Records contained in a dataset

◇ ◇ ◇

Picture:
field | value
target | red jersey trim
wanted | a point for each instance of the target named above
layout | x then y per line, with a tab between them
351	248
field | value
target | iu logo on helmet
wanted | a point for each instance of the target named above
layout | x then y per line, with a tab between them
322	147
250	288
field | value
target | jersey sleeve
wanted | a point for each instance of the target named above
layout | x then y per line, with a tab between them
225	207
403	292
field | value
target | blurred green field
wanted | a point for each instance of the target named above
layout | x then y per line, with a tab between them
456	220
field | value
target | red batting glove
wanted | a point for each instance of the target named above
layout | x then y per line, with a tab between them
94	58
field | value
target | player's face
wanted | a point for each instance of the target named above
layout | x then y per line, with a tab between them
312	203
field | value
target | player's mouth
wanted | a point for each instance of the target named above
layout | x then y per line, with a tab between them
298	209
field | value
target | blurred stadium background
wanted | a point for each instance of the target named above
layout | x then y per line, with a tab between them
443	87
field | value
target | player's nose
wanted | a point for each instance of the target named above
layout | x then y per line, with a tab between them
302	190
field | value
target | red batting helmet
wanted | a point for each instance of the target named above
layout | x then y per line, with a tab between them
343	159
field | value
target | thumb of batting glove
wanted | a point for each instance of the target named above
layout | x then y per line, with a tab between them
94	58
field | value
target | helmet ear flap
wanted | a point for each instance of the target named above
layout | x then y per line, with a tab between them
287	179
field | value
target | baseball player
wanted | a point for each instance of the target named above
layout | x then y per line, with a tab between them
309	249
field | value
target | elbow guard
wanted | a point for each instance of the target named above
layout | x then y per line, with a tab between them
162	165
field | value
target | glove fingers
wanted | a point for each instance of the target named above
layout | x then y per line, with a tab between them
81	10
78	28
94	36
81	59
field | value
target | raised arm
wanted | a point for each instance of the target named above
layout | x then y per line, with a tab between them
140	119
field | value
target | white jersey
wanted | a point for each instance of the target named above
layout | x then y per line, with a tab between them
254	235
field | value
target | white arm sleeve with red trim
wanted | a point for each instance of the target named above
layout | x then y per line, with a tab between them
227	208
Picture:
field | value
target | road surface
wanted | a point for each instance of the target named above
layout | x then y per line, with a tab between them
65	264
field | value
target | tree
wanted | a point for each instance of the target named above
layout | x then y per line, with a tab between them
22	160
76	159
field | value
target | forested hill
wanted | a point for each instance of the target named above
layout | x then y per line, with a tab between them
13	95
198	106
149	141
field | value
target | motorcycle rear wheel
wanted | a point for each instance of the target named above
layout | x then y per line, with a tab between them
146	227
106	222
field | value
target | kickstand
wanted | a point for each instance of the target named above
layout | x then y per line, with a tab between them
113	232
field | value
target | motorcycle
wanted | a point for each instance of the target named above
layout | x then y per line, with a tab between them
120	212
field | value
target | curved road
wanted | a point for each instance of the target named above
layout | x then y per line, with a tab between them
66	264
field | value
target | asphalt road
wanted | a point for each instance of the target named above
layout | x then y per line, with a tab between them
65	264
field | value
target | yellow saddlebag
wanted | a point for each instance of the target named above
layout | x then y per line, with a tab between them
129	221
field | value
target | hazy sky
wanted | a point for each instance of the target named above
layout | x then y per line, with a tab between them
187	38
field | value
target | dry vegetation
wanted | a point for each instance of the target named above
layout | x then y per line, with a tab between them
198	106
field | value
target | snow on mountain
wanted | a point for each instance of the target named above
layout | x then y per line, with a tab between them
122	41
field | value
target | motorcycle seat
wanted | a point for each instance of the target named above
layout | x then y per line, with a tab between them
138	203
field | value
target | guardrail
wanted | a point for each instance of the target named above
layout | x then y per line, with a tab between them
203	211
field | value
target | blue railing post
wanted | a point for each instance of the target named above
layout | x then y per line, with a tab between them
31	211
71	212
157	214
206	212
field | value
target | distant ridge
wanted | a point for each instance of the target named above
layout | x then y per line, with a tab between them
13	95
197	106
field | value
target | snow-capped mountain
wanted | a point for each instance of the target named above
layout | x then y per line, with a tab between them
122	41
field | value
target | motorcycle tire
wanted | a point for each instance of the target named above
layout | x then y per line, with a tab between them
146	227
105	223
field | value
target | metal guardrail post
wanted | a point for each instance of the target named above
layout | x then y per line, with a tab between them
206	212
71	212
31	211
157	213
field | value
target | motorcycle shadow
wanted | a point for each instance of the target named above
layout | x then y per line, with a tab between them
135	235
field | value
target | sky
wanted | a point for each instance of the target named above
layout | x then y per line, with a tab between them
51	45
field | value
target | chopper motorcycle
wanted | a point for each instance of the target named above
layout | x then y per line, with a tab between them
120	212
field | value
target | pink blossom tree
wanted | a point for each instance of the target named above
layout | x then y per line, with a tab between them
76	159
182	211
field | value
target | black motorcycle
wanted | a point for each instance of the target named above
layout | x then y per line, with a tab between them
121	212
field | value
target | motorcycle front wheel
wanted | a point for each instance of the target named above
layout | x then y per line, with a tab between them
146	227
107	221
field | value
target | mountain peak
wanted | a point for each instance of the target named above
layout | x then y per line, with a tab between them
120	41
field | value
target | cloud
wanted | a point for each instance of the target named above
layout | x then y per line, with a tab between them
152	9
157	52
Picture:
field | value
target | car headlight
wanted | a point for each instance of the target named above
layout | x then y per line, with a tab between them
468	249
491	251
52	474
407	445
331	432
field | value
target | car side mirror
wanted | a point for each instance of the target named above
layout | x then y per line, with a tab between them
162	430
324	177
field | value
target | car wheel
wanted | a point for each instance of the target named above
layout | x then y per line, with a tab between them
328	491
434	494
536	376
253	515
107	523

◇ ◇ ◇

▶ Task description: For each line above that contains the word "batting", make a copy.

▶ Solved exercise:
target | red batting glove
target | red batting helmet
target | thumb of batting glove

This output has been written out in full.